### Breve esercizio 1
Nel testo sul doppiaggio, la frase che comincia con «Nel descriverlo» indica i modi in cui l'essere umano vive il mondo attraverso la voce e la parola. Elenca tutte le forme verbali che compaiono in quella frase.

# # #

Come che sia, il punto chiave è che la voce e la parola per l’essere umano sono diventati un canale privilegiato nel suo vivere il mondo di tutti i giorni. Nel descriverlo, interpretarlo, percepirlo, comunicarlo, fruirlo. La voce umana ha assunto per noi valori e pesi specifici altissimi, ovviamente e soprattutto in ambito emotivo ed emozionale. Il suono di una determinata voce o i diversi colori che una voce può assumere sono capaci di toccare in maniera molto profonda le nostre viscere emotive. E ce ne siamo accorti anche grazie ad un mestiere strano e piuttosto unico che non ha eguali nel resto del mondo.
Gli albori del cinema sonoro misero in campo fin da subito dei tentativi di globalizzazione. Forse non in molti lo sanno, ma diversi comici come Stan Laurel e Oliver Hardy rigiravano le stesse scene dei loro film più e più volte. Non si trattava di antesignano perfezionismo alla Kubrik o a un numero elevato di blooper, ma semplicemente le rigiravano dicendo le battute in diverse lingue, per poterli poi distribuire in diversi paesi del mondo. Ovviamente le pronunce degli attori americani spesso erano piuttosto bizzarre, ecco quindi che quando in Italia si passò a dargli voci nostrane, si decise di tenere almeno in parte quel sapore di storpiatura. Quindi, per i filologi, il fatto che Stanlio e Onlio “porlino streno” è, in un certo senso, formalmente corretto e non un vero stravolgimento.
Poi, nel dopoguerra Hollywood voleva conquistare il mercato dell’intrattenimento Europeo. Ogni paese fece le sue scelte sul come far fruire le pellicole inglesi al proprio pubblico. La scelta italiana, con l’alto tasso di analfabetismo, virò sul doppiaggio, cioè sostituire le voci degli attori americani da voci di attori del belpaese. Ma il valore di quella scelta non fu soltanto quello di scegliere il canale sonoro a discapito di quello visivo (i sottotitoli). Al momento della sua nascita, il doppiaggio italiano scelse di non offrire un mero servizio, ovvero semplicemente dare agli spettatori uno strumento con cui comprendere ciò che veniva detto in un’altra lingua: decise di farlo restituendo anche l’interpretazione. Ed ecco allora che un pugno di persone che erano prima di tutto “attori” (all’epoca teatrali o radiofonici) si infilarono nei volti degli attori hollywoodiani, trasformandoli nella loro versione italiana.

# # #

### Breve esercizio 2
Ricopia le righe dei record cominciando da quella che contiene «Annotation task — locate each instance of the scaffolding» e fermandoti dopo quella che contiene «(1212, 720)».

### Dati forniti

# # #

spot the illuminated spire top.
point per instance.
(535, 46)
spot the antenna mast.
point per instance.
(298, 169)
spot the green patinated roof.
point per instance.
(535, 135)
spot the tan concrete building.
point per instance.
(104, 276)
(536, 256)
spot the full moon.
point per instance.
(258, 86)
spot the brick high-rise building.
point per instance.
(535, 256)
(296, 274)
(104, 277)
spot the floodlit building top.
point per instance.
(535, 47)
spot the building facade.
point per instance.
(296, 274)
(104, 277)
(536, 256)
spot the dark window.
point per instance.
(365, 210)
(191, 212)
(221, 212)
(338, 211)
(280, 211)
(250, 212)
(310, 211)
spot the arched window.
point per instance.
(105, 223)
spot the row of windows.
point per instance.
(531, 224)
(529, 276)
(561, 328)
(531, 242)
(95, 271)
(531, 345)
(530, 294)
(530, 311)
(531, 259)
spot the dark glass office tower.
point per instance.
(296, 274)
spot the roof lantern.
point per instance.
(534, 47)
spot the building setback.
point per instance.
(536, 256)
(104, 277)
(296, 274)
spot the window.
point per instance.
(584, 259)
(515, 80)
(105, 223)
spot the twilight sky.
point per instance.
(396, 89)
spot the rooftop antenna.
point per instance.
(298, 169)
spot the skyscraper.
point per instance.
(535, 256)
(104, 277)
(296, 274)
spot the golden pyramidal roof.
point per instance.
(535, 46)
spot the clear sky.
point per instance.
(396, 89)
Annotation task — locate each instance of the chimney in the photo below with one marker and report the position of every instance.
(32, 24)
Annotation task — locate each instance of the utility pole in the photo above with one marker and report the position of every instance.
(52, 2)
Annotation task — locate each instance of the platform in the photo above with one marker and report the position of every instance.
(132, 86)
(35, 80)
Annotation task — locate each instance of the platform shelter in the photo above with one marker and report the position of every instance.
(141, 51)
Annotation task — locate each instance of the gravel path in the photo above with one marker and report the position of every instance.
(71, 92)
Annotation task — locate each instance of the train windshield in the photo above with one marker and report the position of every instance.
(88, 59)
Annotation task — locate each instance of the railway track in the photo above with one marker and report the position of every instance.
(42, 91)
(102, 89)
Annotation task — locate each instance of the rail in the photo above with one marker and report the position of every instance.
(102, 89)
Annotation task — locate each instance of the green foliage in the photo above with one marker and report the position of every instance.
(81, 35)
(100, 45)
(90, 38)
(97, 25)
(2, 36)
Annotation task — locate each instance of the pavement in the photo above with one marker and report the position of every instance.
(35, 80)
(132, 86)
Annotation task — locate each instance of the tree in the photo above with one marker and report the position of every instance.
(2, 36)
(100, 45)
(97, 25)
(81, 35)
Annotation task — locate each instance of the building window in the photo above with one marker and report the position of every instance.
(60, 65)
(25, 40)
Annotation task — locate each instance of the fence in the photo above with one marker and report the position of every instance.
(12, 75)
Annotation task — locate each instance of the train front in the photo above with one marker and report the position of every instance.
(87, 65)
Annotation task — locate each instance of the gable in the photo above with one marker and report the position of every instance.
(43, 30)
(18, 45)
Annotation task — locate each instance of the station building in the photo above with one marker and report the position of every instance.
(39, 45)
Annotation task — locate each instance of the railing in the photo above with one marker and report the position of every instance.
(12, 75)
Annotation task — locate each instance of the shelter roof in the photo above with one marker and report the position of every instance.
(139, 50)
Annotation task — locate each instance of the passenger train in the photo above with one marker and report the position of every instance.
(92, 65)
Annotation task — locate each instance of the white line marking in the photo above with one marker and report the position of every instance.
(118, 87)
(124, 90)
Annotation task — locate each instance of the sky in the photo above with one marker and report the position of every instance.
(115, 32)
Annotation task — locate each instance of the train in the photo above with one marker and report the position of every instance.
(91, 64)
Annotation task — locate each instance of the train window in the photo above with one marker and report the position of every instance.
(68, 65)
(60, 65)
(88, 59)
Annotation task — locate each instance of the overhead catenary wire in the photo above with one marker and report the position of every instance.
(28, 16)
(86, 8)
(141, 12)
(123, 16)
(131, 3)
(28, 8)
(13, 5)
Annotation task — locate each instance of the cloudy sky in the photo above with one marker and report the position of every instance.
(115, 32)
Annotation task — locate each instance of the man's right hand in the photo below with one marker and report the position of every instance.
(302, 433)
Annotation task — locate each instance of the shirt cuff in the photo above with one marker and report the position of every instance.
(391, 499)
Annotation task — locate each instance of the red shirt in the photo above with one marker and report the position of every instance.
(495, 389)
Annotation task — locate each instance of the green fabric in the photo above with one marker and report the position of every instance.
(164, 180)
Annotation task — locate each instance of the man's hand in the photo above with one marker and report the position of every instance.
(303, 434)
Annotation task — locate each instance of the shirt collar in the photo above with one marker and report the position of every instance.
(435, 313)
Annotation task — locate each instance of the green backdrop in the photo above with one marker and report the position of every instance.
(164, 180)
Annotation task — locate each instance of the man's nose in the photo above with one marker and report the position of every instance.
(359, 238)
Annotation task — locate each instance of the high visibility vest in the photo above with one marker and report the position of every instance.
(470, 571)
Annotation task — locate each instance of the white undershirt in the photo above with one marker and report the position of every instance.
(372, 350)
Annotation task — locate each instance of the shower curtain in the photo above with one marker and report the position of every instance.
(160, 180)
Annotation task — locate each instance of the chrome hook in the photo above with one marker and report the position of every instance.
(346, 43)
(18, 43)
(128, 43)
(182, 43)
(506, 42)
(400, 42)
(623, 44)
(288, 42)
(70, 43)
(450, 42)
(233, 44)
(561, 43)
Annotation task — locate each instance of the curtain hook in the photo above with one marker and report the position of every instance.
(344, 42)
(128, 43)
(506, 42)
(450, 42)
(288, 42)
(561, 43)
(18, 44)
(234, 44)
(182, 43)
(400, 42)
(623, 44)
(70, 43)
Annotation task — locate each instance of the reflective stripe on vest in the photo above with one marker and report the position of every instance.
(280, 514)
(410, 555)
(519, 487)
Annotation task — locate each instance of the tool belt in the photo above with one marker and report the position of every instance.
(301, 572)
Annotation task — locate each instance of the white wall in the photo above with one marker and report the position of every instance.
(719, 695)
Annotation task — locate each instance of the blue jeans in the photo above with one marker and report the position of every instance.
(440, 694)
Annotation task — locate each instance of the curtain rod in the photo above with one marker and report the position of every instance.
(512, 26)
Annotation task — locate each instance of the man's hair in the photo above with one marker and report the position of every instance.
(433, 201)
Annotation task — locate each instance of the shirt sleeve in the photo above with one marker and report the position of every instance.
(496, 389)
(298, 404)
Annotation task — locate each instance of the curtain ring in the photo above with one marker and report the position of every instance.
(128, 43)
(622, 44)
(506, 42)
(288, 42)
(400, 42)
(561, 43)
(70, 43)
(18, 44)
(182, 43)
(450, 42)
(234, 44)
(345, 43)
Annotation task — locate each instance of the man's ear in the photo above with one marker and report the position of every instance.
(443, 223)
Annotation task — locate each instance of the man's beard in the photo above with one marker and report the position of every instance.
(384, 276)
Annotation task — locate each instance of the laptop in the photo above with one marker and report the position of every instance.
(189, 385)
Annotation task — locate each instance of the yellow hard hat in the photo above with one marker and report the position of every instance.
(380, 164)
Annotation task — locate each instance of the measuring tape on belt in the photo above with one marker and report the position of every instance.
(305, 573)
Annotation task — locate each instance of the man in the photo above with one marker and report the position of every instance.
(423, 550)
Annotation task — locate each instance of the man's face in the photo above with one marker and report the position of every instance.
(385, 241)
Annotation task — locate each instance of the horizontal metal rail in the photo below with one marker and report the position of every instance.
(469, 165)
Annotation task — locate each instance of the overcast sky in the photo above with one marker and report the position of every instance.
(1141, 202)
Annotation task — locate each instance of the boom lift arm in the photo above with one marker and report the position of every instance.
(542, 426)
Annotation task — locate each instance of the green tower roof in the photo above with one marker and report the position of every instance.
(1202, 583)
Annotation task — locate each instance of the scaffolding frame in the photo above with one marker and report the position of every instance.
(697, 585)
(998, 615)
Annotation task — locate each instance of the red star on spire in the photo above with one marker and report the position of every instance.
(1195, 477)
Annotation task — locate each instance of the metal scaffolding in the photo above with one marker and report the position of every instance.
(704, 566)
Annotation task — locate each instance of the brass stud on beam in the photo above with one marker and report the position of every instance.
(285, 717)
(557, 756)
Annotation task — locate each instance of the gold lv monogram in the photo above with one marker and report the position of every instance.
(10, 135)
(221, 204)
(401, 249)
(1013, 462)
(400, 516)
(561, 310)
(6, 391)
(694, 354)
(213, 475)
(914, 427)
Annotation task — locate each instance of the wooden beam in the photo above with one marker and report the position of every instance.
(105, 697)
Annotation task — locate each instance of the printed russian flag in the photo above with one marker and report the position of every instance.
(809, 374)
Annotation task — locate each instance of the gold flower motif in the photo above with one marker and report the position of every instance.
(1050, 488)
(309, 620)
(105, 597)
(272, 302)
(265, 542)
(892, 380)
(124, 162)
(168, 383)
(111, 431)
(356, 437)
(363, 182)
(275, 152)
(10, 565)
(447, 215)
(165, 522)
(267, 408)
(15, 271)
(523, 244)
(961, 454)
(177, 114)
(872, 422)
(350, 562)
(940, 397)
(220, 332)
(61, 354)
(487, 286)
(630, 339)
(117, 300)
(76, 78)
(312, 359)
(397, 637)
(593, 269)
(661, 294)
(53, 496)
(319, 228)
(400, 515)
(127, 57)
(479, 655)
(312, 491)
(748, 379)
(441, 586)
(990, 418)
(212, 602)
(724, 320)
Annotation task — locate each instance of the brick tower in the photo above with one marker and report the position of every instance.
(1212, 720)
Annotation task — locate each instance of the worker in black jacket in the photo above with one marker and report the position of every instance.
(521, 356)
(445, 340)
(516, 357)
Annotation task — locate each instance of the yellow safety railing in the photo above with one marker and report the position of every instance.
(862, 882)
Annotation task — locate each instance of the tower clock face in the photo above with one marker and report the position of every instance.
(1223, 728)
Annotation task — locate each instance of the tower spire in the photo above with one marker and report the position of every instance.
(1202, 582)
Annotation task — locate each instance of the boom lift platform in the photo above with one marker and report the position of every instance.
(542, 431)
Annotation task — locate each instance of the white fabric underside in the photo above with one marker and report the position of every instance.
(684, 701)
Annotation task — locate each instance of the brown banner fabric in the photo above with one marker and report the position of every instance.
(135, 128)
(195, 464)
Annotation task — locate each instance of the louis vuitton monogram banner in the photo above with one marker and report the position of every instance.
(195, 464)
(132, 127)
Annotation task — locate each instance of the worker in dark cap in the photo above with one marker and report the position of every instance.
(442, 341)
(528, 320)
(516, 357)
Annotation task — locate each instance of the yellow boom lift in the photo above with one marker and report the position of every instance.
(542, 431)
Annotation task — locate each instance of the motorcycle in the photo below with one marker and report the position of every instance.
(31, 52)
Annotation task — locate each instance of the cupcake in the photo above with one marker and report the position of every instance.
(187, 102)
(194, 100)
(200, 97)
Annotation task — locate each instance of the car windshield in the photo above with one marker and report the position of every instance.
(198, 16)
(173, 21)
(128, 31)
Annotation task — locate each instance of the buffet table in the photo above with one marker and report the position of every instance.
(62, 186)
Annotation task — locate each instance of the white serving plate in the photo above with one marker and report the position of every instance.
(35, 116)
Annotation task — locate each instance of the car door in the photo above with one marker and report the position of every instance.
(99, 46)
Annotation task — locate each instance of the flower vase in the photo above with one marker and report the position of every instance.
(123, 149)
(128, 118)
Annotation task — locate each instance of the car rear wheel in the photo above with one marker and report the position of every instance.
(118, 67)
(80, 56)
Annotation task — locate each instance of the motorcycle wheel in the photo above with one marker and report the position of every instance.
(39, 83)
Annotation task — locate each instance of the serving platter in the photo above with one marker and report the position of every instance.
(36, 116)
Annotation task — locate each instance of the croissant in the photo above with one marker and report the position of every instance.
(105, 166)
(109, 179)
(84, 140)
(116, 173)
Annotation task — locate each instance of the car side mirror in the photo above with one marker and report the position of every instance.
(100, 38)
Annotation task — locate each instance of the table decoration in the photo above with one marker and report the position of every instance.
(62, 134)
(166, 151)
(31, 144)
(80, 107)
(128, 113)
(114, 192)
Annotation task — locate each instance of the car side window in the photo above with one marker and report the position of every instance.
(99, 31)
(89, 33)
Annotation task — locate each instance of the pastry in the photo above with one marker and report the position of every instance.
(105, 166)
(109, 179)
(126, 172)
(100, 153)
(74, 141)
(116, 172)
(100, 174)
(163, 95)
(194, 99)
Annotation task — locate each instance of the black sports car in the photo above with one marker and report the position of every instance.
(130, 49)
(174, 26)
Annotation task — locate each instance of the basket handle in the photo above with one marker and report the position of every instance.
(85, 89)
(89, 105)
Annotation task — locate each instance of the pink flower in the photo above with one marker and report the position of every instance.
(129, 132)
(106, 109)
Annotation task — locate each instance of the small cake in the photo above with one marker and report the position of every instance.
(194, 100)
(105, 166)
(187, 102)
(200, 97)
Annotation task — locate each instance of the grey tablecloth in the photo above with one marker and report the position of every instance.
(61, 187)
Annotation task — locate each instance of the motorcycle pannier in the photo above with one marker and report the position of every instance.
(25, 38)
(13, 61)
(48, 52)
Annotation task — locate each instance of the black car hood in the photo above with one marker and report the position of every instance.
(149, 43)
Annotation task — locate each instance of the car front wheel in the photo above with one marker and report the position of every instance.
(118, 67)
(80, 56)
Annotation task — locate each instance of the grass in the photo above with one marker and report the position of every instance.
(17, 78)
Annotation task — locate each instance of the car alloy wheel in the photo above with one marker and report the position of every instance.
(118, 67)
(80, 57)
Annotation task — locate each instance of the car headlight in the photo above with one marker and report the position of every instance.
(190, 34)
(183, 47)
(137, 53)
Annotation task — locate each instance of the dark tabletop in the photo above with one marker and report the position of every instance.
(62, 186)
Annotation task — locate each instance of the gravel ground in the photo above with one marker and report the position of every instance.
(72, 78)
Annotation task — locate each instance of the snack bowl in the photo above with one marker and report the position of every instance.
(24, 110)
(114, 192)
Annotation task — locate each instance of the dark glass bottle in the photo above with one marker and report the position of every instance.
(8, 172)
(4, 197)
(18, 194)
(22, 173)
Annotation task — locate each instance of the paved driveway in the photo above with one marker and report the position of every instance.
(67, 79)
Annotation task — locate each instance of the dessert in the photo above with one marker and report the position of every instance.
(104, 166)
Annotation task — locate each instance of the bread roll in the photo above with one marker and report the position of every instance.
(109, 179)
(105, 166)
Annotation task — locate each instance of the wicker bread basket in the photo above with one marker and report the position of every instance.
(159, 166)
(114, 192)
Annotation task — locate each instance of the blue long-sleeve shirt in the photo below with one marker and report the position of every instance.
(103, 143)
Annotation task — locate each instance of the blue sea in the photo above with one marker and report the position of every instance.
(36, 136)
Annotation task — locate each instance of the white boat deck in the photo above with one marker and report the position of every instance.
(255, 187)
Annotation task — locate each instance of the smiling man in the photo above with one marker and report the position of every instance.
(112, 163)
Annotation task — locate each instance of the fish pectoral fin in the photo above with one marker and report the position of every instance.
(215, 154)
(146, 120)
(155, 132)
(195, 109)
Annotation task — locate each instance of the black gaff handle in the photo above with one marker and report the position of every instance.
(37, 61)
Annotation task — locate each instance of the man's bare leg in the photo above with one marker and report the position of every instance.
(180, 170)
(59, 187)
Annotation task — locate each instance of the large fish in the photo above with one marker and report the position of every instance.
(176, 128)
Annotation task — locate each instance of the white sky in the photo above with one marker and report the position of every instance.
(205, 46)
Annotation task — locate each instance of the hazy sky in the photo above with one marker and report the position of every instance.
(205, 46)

# # #

### Soluzione 1
descriverlo, interpretarlo, percepirlo, comunicarlo, fruirlo

### Soluzione 2
Annotation task — locate each instance of the scaffolding frame in the photo above with one marker and report the position of every instance.
(697, 585)
(998, 615)
Annotation task — locate each instance of the red star on spire in the photo above with one marker and report the position of every instance.
(1195, 477)
Annotation task — locate each instance of the metal scaffolding in the photo above with one marker and report the position of every instance.
(704, 566)
Annotation task — locate each instance of the brass stud on beam in the photo above with one marker and report the position of every instance.
(285, 717)
(557, 756)
Annotation task — locate each instance of the gold lv monogram in the photo above with one marker and report the position of every instance.
(10, 135)
(221, 204)
(401, 249)
(1013, 462)
(400, 516)
(561, 310)
(6, 391)
(694, 354)
(213, 475)
(914, 427)
Annotation task — locate each instance of the wooden beam in the photo above with one marker and report the position of every instance.
(105, 697)
Annotation task — locate each instance of the printed russian flag in the photo above with one marker and report the position of every instance.
(809, 374)
Annotation task — locate each instance of the gold flower motif in the photo above with one marker and report the position of every instance.
(1050, 488)
(309, 620)
(105, 597)
(272, 302)
(265, 542)
(892, 380)
(124, 162)
(168, 383)
(111, 431)
(356, 437)
(363, 182)
(275, 152)
(10, 565)
(447, 215)
(165, 522)
(267, 408)
(15, 271)
(523, 244)
(961, 454)
(177, 114)
(872, 422)
(350, 562)
(940, 397)
(220, 332)
(61, 354)
(487, 286)
(630, 339)
(117, 300)
(76, 78)
(312, 359)
(397, 637)
(593, 269)
(661, 294)
(53, 496)
(319, 228)
(400, 515)
(127, 57)
(479, 655)
(312, 491)
(748, 379)
(441, 586)
(990, 418)
(212, 602)
(724, 320)
Annotation task — locate each instance of the brick tower in the photo above with one marker and report the position of every instance.
(1212, 720)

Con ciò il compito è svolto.